» **Exercise objective**:
What is the count of lines in the material below that hold "stripe"? Answer with only that number.

- Opening Delimiter -

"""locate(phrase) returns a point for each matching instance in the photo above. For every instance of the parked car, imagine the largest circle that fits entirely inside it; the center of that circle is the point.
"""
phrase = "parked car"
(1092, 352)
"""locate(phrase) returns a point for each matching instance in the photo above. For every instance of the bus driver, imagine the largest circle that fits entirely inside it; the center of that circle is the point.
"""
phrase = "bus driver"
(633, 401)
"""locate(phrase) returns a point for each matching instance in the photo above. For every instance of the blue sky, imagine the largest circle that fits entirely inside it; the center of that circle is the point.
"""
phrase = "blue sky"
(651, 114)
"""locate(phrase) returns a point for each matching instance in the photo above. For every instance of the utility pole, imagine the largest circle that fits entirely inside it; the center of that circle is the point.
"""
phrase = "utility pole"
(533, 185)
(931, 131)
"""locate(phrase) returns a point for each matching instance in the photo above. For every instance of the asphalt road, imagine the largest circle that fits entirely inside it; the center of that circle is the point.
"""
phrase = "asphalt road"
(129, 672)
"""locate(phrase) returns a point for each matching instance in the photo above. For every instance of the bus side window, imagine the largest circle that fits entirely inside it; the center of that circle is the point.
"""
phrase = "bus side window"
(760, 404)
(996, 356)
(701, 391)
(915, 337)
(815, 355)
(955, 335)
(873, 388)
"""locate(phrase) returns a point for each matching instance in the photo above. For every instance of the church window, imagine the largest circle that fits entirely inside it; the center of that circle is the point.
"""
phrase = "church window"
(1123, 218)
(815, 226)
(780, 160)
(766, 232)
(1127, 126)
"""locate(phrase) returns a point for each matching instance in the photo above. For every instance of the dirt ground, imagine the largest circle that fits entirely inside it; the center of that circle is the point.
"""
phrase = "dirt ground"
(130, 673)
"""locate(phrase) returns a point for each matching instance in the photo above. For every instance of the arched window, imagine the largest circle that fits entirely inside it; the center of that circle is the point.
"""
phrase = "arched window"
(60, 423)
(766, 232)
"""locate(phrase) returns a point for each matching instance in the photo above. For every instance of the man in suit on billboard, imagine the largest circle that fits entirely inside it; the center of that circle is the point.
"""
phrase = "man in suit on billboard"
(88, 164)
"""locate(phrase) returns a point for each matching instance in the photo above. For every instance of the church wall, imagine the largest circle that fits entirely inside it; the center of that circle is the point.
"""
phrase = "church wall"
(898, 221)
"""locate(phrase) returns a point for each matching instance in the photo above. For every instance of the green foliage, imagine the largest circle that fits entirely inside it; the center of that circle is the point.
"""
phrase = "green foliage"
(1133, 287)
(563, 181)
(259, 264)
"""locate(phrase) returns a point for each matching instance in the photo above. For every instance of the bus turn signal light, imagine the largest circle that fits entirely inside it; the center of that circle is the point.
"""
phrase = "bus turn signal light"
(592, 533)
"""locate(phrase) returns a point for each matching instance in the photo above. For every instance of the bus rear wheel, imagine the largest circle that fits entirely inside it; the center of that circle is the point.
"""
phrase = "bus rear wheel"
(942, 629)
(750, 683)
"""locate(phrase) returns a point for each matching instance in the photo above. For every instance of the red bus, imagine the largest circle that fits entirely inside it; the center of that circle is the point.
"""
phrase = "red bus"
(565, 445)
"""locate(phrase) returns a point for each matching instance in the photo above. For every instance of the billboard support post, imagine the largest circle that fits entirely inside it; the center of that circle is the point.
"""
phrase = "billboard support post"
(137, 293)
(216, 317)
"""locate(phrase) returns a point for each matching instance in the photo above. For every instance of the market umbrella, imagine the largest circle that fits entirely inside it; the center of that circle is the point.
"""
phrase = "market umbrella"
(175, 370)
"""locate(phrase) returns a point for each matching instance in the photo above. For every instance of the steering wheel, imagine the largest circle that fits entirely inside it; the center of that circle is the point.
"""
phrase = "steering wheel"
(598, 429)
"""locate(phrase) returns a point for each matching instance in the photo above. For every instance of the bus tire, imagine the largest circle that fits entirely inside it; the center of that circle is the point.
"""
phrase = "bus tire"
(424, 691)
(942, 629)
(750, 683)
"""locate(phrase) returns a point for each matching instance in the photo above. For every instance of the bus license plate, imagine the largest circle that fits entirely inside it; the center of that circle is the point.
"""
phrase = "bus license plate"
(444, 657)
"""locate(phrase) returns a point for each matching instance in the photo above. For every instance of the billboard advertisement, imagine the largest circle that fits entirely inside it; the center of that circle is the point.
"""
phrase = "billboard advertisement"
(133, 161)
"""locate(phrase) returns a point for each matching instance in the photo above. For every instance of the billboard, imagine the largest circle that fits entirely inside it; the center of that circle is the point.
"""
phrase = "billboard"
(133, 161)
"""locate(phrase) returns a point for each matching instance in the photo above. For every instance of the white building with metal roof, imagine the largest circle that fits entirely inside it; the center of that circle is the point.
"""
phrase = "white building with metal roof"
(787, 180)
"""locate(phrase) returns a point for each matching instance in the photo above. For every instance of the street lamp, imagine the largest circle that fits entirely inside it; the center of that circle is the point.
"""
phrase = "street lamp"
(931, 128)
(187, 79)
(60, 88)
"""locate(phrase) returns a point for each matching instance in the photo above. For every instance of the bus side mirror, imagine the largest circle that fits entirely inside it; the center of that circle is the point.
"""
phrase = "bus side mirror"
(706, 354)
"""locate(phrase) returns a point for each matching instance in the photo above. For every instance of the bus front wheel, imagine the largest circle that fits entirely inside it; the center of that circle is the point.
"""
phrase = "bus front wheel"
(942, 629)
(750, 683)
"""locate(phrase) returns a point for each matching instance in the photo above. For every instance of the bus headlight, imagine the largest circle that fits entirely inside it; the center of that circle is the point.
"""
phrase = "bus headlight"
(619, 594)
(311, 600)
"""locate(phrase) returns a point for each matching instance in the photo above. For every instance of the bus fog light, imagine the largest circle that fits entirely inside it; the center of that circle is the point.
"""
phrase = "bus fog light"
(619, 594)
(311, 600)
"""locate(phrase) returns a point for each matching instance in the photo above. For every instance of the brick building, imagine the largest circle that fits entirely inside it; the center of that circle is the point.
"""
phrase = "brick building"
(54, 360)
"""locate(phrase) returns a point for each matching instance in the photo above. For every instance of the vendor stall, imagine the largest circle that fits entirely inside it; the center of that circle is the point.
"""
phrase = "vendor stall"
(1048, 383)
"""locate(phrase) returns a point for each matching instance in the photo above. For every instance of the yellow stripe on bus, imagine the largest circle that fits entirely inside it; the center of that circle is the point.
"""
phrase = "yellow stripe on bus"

- Closing Delimiter -

» **Result of the exercise**:
2